■ **What is needed**:
Which lines of the records contain "below"? Collect every one of them.

■ **Data to use**:
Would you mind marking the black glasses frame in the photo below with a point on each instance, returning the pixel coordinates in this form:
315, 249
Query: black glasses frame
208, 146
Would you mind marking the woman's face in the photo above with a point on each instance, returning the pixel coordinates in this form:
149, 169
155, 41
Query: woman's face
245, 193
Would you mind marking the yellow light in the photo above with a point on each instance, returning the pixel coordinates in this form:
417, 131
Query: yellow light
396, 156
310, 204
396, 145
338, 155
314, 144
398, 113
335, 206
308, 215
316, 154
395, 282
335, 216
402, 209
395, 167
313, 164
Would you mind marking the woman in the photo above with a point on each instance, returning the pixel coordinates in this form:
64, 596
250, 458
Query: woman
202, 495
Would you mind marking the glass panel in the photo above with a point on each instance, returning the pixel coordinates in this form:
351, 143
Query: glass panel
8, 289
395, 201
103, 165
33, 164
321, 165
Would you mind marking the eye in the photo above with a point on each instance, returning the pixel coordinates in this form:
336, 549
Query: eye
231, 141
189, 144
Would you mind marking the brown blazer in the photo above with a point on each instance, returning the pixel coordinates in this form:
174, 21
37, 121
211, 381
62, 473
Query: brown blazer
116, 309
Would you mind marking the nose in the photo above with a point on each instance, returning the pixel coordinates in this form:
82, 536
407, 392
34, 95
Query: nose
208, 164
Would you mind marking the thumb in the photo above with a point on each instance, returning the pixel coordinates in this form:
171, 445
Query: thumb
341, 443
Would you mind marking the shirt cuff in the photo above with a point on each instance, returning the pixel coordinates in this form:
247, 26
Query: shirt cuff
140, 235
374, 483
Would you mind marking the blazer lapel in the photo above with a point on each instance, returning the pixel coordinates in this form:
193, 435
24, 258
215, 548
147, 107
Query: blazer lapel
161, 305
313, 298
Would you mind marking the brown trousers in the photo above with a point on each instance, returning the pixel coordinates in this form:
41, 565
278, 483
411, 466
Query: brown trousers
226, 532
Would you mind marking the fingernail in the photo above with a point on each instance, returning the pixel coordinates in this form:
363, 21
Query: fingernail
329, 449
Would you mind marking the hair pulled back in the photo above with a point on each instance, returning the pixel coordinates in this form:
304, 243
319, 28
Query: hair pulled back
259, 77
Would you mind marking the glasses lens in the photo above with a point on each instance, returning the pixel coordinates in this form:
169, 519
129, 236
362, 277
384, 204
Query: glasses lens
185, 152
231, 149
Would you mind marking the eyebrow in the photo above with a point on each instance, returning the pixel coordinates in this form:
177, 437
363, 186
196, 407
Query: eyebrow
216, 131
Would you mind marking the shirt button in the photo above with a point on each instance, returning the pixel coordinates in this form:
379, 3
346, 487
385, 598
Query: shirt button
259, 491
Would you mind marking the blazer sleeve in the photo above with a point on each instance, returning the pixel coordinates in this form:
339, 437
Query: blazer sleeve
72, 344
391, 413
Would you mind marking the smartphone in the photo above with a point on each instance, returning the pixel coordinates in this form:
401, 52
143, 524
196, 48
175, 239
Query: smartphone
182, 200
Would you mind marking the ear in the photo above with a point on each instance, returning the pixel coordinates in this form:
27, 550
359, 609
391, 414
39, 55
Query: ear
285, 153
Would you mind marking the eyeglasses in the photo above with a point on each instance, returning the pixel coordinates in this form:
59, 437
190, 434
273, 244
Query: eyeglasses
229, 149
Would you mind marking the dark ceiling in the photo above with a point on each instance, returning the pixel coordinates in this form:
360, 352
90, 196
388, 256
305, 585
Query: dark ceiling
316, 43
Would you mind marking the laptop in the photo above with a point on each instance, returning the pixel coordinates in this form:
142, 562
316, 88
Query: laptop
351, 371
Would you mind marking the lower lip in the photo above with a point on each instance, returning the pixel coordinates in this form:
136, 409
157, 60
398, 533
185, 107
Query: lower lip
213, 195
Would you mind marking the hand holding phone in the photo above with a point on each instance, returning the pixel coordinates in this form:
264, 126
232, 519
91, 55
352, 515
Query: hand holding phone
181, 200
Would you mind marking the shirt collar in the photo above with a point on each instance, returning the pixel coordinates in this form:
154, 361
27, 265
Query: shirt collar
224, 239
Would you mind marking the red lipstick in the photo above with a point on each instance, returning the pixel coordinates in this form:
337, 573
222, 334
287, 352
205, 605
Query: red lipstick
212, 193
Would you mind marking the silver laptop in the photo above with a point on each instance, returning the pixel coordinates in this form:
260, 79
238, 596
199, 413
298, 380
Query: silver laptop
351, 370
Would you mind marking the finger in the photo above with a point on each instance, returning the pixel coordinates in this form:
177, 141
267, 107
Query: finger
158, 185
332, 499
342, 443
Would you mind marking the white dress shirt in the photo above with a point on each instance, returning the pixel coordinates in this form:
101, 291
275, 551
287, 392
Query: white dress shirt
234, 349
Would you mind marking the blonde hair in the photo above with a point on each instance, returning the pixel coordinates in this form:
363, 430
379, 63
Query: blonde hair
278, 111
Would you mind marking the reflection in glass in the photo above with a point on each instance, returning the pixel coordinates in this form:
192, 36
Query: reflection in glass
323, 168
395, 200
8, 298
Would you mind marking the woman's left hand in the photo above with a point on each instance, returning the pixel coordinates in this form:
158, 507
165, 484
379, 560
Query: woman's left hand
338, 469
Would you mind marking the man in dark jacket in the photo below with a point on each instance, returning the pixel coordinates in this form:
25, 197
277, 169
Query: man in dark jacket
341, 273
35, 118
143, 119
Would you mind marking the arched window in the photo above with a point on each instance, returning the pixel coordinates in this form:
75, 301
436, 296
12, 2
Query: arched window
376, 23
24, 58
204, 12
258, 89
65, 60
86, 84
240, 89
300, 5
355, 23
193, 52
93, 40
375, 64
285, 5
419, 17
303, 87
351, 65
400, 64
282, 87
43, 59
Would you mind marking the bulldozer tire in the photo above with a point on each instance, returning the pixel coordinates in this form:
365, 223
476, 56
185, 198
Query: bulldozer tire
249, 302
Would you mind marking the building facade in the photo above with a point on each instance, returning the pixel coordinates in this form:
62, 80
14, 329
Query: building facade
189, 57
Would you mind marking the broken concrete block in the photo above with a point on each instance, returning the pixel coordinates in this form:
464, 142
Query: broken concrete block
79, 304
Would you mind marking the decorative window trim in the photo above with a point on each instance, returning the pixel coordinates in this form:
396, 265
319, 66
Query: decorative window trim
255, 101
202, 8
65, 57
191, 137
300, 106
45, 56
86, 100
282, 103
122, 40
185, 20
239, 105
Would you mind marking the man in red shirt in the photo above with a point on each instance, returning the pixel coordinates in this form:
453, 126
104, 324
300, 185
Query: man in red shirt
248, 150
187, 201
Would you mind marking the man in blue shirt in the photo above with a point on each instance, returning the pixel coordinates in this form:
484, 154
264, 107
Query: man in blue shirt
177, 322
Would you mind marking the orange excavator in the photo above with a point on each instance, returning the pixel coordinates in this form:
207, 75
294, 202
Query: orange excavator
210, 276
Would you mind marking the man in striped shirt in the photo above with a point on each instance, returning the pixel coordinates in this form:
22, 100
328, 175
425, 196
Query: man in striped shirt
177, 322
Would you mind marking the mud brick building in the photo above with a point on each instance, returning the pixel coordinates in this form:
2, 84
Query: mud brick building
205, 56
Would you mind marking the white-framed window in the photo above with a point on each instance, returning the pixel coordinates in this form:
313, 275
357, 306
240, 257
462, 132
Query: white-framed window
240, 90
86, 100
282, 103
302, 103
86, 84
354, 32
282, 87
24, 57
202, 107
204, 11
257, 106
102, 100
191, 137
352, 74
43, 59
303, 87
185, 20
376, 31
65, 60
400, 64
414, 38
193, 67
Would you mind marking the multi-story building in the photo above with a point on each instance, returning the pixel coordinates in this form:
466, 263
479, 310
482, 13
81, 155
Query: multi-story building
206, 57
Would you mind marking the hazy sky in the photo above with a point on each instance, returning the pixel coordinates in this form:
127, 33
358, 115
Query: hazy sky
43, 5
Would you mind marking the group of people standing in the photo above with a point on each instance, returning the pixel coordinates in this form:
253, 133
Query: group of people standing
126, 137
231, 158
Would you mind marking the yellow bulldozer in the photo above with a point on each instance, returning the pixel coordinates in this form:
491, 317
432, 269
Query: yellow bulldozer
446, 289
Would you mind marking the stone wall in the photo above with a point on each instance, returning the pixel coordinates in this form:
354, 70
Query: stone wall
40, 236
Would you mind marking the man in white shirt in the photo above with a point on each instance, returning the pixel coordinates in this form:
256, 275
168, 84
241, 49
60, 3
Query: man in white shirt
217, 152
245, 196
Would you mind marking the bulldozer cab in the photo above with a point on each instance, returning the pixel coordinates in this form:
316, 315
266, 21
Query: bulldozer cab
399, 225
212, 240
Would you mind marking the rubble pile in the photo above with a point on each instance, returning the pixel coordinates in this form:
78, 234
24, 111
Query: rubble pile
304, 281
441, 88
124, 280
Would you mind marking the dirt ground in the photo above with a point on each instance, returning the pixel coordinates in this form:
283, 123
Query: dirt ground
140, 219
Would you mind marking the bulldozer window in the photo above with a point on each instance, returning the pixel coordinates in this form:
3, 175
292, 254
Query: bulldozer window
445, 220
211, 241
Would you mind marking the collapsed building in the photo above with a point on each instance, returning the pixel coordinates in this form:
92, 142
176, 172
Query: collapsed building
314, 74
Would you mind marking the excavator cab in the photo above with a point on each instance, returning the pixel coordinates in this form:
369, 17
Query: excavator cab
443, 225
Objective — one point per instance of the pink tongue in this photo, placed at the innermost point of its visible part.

■ **Reply**:
Would you mind marking the black glasses frame in the photo below with a point on each instance, returning the pixel coordinates in this form:
Would you mind marking the man in dark jacket in the photo below with a point on each instance, returning the pixel coordinates in this form:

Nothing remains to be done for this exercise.